>>>>

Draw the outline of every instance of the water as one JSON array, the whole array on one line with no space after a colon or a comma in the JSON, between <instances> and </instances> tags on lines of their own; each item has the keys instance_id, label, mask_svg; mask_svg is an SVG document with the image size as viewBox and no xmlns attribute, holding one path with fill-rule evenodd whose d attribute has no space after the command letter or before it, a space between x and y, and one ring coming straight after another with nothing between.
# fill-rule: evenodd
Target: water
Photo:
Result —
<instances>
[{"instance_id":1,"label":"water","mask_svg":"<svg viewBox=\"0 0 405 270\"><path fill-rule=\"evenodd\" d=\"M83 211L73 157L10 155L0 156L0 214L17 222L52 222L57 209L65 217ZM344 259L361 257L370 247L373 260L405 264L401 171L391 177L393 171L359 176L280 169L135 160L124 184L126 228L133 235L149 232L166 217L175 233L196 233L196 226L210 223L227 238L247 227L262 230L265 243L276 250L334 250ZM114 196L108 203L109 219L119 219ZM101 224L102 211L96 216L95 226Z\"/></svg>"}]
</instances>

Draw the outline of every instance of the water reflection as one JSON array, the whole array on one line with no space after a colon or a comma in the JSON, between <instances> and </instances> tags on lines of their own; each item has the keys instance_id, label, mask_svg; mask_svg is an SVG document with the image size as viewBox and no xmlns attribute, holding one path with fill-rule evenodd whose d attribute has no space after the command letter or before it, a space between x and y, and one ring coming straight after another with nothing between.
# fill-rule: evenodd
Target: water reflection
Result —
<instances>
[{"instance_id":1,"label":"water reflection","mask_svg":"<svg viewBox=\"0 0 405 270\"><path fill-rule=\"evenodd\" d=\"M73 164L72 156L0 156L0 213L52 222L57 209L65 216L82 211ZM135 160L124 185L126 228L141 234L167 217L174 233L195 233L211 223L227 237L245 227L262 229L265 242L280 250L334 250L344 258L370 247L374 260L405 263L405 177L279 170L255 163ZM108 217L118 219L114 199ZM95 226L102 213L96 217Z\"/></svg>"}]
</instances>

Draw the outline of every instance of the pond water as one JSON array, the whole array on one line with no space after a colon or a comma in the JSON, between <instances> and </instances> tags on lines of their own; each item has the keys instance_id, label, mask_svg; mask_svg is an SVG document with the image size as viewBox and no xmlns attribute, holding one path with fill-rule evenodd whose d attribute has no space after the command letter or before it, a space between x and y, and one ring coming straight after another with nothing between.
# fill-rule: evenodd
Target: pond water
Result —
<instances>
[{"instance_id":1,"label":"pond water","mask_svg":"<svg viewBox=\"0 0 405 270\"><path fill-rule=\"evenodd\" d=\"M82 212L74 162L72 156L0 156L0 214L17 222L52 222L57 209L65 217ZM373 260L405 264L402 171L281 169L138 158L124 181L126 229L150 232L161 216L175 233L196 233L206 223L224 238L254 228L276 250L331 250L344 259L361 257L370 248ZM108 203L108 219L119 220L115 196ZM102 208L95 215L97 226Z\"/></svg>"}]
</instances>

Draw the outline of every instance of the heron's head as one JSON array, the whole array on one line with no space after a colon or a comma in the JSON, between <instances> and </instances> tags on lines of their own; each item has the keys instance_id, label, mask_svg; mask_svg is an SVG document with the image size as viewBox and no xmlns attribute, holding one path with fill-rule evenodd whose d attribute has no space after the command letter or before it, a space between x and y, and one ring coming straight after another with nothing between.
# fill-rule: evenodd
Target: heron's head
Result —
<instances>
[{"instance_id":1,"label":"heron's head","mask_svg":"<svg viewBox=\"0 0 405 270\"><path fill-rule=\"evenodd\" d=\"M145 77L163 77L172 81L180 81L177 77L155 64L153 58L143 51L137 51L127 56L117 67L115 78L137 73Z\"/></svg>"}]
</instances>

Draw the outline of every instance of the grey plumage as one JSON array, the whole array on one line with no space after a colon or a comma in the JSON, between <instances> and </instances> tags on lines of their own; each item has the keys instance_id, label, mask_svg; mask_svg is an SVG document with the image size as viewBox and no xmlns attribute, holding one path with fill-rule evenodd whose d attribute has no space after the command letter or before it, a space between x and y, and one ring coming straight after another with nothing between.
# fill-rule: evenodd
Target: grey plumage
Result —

<<<<

• _Task prompt_
Copy all of the records above line for line, changing nothing.

• _Answer to this task_
Draw the outline of every instance of the water as one JSON array, the whole array on one line with no space after a colon or a comma in the JSON, between <instances> and </instances> tags on lines of their own; each item has the keys instance_id, label, mask_svg; mask_svg is an SVG document with the image size as viewBox and no xmlns attribute, holding one path with fill-rule evenodd whose d attribute has no space after the command letter or before it, a space between x and y, and one ring coming straight after another with nothing between.
# fill-rule: evenodd
Target: water
Photo:
Result —
<instances>
[{"instance_id":1,"label":"water","mask_svg":"<svg viewBox=\"0 0 405 270\"><path fill-rule=\"evenodd\" d=\"M83 211L73 157L10 155L0 156L0 214L17 222L52 222L57 209L65 217ZM344 259L361 257L370 247L373 260L405 264L401 171L391 177L393 171L359 176L280 169L135 160L124 184L126 228L133 235L149 232L166 217L175 233L196 233L196 226L210 223L227 238L247 227L262 230L265 243L276 250L334 250ZM114 196L108 203L109 219L119 219ZM101 224L102 211L96 216L95 226Z\"/></svg>"}]
</instances>

Draw the outline of every instance of the water reflection as one JSON array, the whole array on one line with no space after a colon or a comma in the JSON, between <instances> and </instances> tags on lines of their own; each item has the keys instance_id, label, mask_svg; mask_svg is an SVG document with the image size as viewBox and no xmlns attribute, holding one path with fill-rule evenodd whose d attribute has no space after the command letter or before it, a space between x and y, and one ring coming straight after another with nothing between.
# fill-rule: evenodd
Target: water reflection
Result —
<instances>
[{"instance_id":1,"label":"water reflection","mask_svg":"<svg viewBox=\"0 0 405 270\"><path fill-rule=\"evenodd\" d=\"M73 164L72 156L0 156L0 213L52 222L57 209L65 216L82 211ZM135 160L124 185L126 228L141 234L167 217L174 233L195 233L211 223L227 237L245 227L262 229L265 242L280 250L334 250L344 258L370 247L374 260L405 263L405 177L279 170L255 163ZM108 217L118 219L114 199ZM95 226L102 213L96 217Z\"/></svg>"}]
</instances>

Draw the outline of every instance of the pond water as one JSON array, the whole array on one line with no space after a colon or a comma in the JSON, between <instances> and </instances> tags on lines of their own; each item has the keys instance_id, label, mask_svg; mask_svg is an SVG document with the image size as viewBox and no xmlns attribute, holding one path with fill-rule evenodd whose d attribute has no space after the command letter or before it, a space between x and y, and one ring coming straight after another with nothing between.
# fill-rule: evenodd
Target: pond water
Result —
<instances>
[{"instance_id":1,"label":"pond water","mask_svg":"<svg viewBox=\"0 0 405 270\"><path fill-rule=\"evenodd\" d=\"M82 212L74 162L72 156L0 156L0 214L17 222L52 222L57 209L65 217ZM373 260L405 264L402 171L281 169L138 158L124 181L126 229L150 232L161 216L175 233L196 233L206 223L224 238L254 228L276 250L331 250L344 259L361 257L370 248ZM108 203L108 219L119 220L115 196ZM102 208L95 215L97 226Z\"/></svg>"}]
</instances>

Draw the outline of every instance of the heron's head as one JSON array, the whole array on one line with no space after a colon or a comma in the JSON, between <instances> and </instances> tags on lines of their own; each item has the keys instance_id, label, mask_svg; mask_svg is an SVG document with the image size as viewBox and no xmlns attribute, holding one path with fill-rule evenodd whose d attribute has no space after the command letter or before it, a space between x and y, and one ring coming straight after another with nothing between.
# fill-rule: evenodd
Target: heron's head
Result —
<instances>
[{"instance_id":1,"label":"heron's head","mask_svg":"<svg viewBox=\"0 0 405 270\"><path fill-rule=\"evenodd\" d=\"M145 77L163 77L172 81L180 81L177 77L155 64L153 58L143 51L137 51L127 56L117 67L115 78L137 73Z\"/></svg>"}]
</instances>

Draw the outline of every instance of the grey plumage as one JSON array, the whole array on one line with no space after a colon or a comma in the JSON, between <instances> and </instances> tags on lines of their own; each item has the keys instance_id, label, mask_svg; mask_svg is an SVG document with the image size as viewBox and no xmlns attribute, holding one path with fill-rule evenodd whose d attribute has no space after the command letter or before it, a space between x and y, and one ring coming straight after another with nothing between.
# fill-rule: evenodd
Target: grey plumage
Result —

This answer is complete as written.